Aim :: Reproduce the material below word for word, keeping every line unchanged and in its original order.

# start of Data supplied

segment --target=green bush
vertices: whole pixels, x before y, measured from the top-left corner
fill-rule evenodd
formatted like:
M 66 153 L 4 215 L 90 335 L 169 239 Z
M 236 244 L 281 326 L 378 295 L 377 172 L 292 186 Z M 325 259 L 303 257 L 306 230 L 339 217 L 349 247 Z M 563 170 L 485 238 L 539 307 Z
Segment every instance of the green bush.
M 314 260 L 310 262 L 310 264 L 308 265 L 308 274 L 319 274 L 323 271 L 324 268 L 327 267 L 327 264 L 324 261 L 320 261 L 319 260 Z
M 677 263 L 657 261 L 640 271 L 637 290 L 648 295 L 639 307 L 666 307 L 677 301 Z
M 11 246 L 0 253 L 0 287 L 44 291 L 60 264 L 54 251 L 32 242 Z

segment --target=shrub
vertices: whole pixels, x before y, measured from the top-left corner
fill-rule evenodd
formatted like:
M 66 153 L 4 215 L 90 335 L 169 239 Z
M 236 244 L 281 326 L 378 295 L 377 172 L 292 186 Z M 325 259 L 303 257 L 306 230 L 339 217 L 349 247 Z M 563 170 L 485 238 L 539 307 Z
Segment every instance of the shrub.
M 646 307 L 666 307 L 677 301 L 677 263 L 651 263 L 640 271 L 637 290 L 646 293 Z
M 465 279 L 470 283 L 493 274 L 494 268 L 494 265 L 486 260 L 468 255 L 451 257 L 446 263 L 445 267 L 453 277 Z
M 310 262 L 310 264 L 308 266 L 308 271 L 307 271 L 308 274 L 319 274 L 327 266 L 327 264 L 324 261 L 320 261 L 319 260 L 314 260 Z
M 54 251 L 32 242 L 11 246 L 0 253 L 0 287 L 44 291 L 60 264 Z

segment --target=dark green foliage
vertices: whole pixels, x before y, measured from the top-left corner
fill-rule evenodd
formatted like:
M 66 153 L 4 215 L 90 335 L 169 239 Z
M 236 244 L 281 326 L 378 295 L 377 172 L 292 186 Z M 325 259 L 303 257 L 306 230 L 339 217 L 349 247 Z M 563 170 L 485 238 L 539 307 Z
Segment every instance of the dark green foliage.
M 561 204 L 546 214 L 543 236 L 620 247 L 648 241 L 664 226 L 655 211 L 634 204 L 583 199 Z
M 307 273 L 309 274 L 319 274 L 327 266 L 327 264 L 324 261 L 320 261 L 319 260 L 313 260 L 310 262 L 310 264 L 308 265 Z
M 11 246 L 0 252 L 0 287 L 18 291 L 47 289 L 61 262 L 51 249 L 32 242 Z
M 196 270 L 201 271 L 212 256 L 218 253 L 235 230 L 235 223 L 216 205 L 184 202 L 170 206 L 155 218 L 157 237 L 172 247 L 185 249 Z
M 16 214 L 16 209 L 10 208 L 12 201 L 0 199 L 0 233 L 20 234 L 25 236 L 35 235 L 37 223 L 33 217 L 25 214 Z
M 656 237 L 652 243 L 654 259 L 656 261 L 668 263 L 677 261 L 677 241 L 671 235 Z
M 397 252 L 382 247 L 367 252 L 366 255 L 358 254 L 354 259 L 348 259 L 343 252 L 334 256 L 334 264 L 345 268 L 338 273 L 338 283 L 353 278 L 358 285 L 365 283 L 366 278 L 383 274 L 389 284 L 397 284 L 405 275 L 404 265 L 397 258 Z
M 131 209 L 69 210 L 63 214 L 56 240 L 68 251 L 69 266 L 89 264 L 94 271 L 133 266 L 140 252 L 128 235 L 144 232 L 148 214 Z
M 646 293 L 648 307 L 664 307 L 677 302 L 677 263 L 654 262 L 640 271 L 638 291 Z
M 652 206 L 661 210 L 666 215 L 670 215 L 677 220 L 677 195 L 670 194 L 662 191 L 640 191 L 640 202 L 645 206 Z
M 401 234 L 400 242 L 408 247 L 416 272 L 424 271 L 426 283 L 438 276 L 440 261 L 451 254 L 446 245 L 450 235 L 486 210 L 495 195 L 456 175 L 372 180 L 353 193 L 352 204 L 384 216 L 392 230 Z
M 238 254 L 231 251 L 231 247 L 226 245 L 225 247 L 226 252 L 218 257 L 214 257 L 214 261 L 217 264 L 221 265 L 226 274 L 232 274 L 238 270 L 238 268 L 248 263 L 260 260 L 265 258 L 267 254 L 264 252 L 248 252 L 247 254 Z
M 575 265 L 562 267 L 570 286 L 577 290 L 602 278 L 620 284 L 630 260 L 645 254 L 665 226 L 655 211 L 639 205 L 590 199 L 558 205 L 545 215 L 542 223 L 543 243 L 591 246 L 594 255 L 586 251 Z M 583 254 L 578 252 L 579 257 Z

# end of Data supplied

Task result ::
segment --target=green bush
vertices: whole pixels, x before y, measured from the top-left corner
fill-rule evenodd
formatted like:
M 66 153 L 4 215 L 90 335 L 169 239 Z
M 236 244 L 281 326 L 378 295 L 377 172 L 292 186 Z M 325 259 L 303 257 L 306 230 L 339 217 L 349 247 Z M 563 170 L 485 238 L 539 307 Z
Segment every instance of the green bush.
M 314 260 L 310 262 L 310 264 L 308 265 L 308 274 L 319 274 L 323 271 L 324 268 L 327 267 L 327 264 L 324 261 L 320 261 L 319 260 Z
M 677 263 L 657 261 L 640 271 L 637 290 L 648 295 L 639 307 L 666 307 L 677 301 Z
M 11 246 L 0 253 L 0 287 L 44 291 L 60 264 L 54 251 L 32 242 Z

segment --target=shrub
vertices: whole pixels, x before y, measured from the top-left corner
fill-rule evenodd
formatted like:
M 66 153 L 4 215 L 90 335 L 169 239 Z
M 236 244 L 281 326 L 378 295 L 377 172 L 292 186 Z M 325 259 L 303 257 L 306 230 L 339 217 L 349 247 Z M 563 170 L 485 238 L 539 307 Z
Segment every instance of the shrub.
M 646 307 L 666 307 L 677 301 L 677 263 L 651 263 L 640 271 L 637 290 L 646 293 Z
M 465 279 L 470 283 L 493 274 L 494 268 L 494 265 L 486 260 L 468 255 L 451 257 L 446 263 L 445 267 L 453 277 Z
M 310 262 L 310 264 L 308 266 L 308 271 L 307 271 L 308 274 L 319 274 L 327 266 L 327 264 L 324 261 L 320 261 L 319 260 L 314 260 Z
M 54 251 L 32 242 L 11 246 L 0 253 L 0 287 L 44 291 L 60 264 Z

segment --target=dark green foliage
vertices: whole pixels, x before y, measured from the top-left corner
fill-rule evenodd
formatted like:
M 66 153 L 4 215 L 90 335 L 169 239 Z
M 236 244 L 281 326 L 378 295 L 377 172 L 292 186 Z M 325 259 L 303 257 L 306 230 L 339 217 L 349 247 Z M 563 170 L 485 238 L 539 307 Z
Segment every instance of the dark green foliage.
M 561 204 L 546 214 L 543 236 L 620 247 L 648 241 L 664 226 L 655 211 L 634 204 L 583 199 Z
M 307 273 L 309 274 L 319 274 L 327 266 L 327 264 L 324 261 L 320 261 L 319 260 L 313 260 L 310 262 L 310 264 L 308 265 Z
M 11 246 L 0 252 L 0 287 L 18 291 L 47 289 L 61 262 L 51 249 L 32 242 Z
M 196 270 L 201 271 L 212 256 L 218 253 L 235 230 L 235 223 L 216 205 L 184 202 L 170 206 L 155 218 L 157 237 L 172 247 L 185 249 Z
M 16 214 L 16 209 L 10 208 L 12 201 L 0 199 L 0 233 L 20 234 L 25 236 L 35 235 L 37 223 L 33 217 L 25 214 Z
M 656 237 L 652 243 L 654 259 L 656 261 L 668 263 L 677 261 L 677 241 L 671 235 Z
M 397 252 L 382 247 L 367 252 L 366 255 L 358 254 L 354 259 L 348 259 L 343 252 L 334 256 L 334 264 L 345 268 L 338 273 L 338 283 L 353 278 L 358 285 L 365 283 L 366 278 L 383 274 L 389 284 L 397 284 L 405 275 L 404 265 L 397 258 Z
M 131 209 L 69 210 L 63 214 L 56 240 L 68 251 L 69 266 L 89 264 L 94 271 L 133 266 L 140 252 L 128 235 L 144 232 L 148 214 Z
M 646 293 L 648 307 L 664 307 L 677 302 L 677 263 L 654 262 L 640 271 L 638 291 Z
M 652 206 L 661 210 L 666 215 L 670 215 L 677 220 L 677 195 L 670 194 L 662 191 L 640 191 L 640 202 L 645 206 Z
M 401 234 L 400 242 L 408 247 L 416 272 L 424 271 L 426 283 L 438 276 L 440 261 L 451 254 L 446 245 L 450 235 L 486 210 L 495 195 L 456 175 L 372 180 L 353 193 L 352 204 L 384 216 L 392 230 Z
M 238 254 L 231 251 L 231 247 L 226 245 L 225 247 L 226 252 L 218 257 L 214 257 L 214 261 L 217 264 L 221 265 L 226 274 L 232 274 L 238 270 L 238 268 L 248 263 L 260 260 L 265 258 L 267 254 L 264 252 L 248 252 L 247 254 Z
M 575 265 L 562 267 L 570 286 L 577 290 L 602 278 L 620 284 L 630 260 L 645 254 L 665 226 L 655 211 L 639 205 L 590 199 L 558 205 L 545 215 L 542 223 L 543 243 L 591 246 L 594 255 L 586 251 Z M 583 254 L 578 252 L 579 257 Z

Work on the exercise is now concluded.